◆ SOURCE TEXT ◆
AI is glamorous in Postrel's technical sense: it presents an idealized, edited reality that inspires longing. The demo—a person describing an idea and receiving a polished product in minutes—projects effortless creative capability. The concealment is systematic: the seventeen prompts that failed, the hallucinated facts requiring correction, the massive computational infrastructure (data centers, rare earths, electricity), the invisible human labor (annotators, moderators, researchers), and most critically, the judgment selecting this particular output from many mediocre alternatives. Audiences watch demos and feel the characteristic glamour response: I could do that. The longing is genuine—the desire for collapsed imagination-to-artifact distance is a real human need. The concealment is also genuine—the friction has not disappeared but relocated to judgment, evaluation, and curation that the demo does not show.
Every AI demo follows the glamour template. A stage presentation or screen recording shows seamless capability: text to image, conversation to code, description to music. The presenter appears relaxed, the output arrives quickly, the quality is impressive. What the demo conceals is the preparation: the prompt refinement process, the cherry-picking of successful outputs, the post-generation curation. The audience sees result and attributes quality to the machine. The quality belongs to the collaboration—human taste directing machine execution—but the collaboration's human contribution is invisible.
Glamour's effectiveness depends on audience desire. AI glamour works because the desire it taps—creative power without technical barriers, expression without execution friction—is ancient and suppressed. The cave painter wanted effortless realization. The medieval scribe wanted faster copying. The twentieth-century programmer wanted natural-language interfaces. AI delivers what centuries of tool-makers promised. The delivery is real, making the glamour more powerful than pure fabrication would be. The machine genuinely produces impressive outputs. The concealment is in what the machine requires from its human partner to produce excellent outputs.

◆ GIVEN INSTRUCTION 1 ◆
Summarize the passage on AI glamour in two sentences.
◆ GIVEN INSTRUCTION 2 ◆
Reproduce word for word the stretch of the passage on AI glamour from "Every AI demo" through "contribution is invisible.".

Records from a dataset
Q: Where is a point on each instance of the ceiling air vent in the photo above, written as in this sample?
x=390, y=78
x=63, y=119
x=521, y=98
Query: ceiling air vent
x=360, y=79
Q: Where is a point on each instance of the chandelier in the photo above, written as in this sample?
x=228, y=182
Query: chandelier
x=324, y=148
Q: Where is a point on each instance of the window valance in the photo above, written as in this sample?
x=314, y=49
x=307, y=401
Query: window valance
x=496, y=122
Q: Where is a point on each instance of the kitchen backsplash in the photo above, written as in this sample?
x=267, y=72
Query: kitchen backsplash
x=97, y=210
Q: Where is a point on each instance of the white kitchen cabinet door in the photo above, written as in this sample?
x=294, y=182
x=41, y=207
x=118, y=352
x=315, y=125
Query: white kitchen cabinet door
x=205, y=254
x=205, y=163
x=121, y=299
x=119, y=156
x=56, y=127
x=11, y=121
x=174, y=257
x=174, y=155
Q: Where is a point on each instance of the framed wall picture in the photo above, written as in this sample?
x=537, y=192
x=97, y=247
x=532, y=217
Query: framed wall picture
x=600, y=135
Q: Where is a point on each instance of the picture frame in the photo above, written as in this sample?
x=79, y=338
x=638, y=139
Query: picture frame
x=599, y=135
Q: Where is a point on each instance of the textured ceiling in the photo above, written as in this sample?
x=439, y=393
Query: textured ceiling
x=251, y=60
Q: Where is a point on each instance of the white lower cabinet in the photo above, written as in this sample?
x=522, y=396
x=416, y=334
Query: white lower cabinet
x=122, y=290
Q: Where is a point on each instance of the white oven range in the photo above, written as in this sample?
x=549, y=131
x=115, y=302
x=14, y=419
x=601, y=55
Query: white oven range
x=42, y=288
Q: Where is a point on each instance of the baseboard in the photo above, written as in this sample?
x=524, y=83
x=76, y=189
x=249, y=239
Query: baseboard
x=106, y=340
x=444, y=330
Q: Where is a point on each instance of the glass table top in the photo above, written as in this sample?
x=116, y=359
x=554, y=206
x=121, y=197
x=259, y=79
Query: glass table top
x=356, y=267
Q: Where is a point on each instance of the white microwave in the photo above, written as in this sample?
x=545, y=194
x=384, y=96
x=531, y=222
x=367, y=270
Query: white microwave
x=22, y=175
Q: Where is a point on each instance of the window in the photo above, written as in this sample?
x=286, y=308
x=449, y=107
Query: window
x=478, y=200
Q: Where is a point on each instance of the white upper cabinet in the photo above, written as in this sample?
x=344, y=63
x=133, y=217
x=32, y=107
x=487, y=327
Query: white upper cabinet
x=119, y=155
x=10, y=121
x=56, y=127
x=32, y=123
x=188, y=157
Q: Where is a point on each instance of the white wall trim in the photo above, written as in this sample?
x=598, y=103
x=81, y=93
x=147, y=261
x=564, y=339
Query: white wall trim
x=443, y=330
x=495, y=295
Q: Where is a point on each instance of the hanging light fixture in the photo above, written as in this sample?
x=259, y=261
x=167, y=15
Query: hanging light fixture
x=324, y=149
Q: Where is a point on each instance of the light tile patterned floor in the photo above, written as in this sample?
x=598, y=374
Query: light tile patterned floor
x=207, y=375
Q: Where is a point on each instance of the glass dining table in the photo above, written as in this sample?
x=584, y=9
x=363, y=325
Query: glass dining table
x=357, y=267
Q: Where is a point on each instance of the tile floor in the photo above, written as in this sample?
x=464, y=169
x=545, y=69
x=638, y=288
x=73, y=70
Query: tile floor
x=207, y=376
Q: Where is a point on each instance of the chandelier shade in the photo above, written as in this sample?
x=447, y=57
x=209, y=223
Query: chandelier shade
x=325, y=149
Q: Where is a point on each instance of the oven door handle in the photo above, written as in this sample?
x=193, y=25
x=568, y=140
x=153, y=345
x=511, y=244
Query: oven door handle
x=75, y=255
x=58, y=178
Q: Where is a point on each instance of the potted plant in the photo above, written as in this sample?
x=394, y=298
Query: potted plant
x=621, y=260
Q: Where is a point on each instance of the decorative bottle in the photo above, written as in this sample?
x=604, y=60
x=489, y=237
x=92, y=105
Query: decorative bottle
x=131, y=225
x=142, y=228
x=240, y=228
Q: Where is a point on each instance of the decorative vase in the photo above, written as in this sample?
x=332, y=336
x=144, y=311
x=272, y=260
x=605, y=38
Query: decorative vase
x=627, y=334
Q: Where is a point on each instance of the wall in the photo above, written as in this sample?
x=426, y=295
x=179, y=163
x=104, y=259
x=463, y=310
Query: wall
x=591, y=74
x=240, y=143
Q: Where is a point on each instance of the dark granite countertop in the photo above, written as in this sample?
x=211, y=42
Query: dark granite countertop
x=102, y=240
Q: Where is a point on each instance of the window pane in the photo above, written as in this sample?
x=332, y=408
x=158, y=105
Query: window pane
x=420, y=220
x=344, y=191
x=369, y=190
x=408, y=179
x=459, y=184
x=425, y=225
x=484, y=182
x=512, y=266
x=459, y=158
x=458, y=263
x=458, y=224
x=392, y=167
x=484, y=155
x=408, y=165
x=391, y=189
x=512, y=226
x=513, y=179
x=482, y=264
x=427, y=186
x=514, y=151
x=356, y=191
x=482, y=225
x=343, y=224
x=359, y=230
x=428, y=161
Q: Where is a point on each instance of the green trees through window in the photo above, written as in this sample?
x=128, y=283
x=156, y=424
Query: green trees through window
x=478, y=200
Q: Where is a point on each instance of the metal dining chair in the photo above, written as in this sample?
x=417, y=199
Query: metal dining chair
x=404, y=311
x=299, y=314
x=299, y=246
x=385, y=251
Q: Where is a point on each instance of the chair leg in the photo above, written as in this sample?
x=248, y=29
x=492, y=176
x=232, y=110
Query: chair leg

◆ FULL ANSWER 1 ◆
AI is glamorous in Postrel's sense: its demos present an idealized, edited reality of effortless creative capability while concealing the failed prompts, the computational infrastructure, the invisible human labor, and the judgment that selects the shown output from many mediocre alternatives. This glamour is powerful because it taps an ancient desire for creative power without technical barriers, and because the machine genuinely produces impressive outputs even though excellent results depend on what it requires from its human partner.

◆ FULL ANSWER 2 ◆
Every AI demo follows the glamour template. A stage presentation or screen recording shows seamless capability: text to image, conversation to code, description to music. The presenter appears relaxed, the output arrives quickly, the quality is impressive. What the demo conceals is the preparation: the prompt refinement process, the cherry-picking of successful outputs, the post-generation curation. The audience sees result and attributes quality to the machine. The quality belongs to the collaboration—human taste directing machine execution—but the collaboration's human contribution is invisible.